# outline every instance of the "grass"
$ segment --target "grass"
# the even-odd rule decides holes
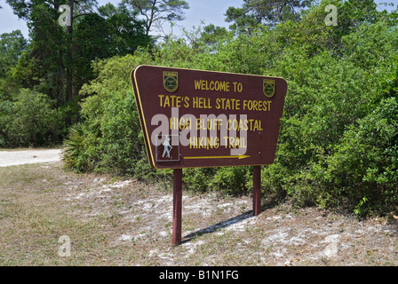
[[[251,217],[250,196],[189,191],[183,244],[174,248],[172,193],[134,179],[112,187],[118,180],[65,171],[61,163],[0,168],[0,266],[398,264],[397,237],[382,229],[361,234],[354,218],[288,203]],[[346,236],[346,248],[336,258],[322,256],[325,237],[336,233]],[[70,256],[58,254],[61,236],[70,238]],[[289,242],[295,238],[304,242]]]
· · · · · · ·
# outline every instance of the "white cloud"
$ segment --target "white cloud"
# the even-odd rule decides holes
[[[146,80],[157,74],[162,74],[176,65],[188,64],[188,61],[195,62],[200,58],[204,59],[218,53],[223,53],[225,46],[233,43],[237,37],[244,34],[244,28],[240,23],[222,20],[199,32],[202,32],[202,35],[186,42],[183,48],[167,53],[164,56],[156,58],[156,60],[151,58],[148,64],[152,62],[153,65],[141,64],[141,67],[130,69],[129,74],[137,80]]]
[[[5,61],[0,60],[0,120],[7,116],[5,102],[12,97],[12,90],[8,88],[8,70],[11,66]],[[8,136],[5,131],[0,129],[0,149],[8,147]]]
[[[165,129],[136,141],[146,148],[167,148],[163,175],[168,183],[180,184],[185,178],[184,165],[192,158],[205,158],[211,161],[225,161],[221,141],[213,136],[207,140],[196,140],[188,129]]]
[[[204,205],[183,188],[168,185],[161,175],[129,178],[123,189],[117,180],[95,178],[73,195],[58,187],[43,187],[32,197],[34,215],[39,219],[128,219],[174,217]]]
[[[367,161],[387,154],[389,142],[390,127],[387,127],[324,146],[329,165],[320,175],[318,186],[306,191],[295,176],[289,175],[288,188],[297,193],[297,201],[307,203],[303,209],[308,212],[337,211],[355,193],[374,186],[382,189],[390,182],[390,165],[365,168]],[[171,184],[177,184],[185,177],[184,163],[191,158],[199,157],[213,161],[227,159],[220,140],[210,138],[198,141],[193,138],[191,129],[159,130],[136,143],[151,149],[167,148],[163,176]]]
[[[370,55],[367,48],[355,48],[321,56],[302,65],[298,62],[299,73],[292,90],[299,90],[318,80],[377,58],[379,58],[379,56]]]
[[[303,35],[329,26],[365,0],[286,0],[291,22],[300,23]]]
· · · · · · ·
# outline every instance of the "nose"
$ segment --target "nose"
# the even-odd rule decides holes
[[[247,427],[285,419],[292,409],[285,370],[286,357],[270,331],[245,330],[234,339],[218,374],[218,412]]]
· · · · · · ·
Instructions to follow
Please gather each line in the rows above that contains the word "segment", and copy every such line in full.

Right answer
$ segment --target "grass"
$ segment --target "white cloud"
$ segment --target "nose"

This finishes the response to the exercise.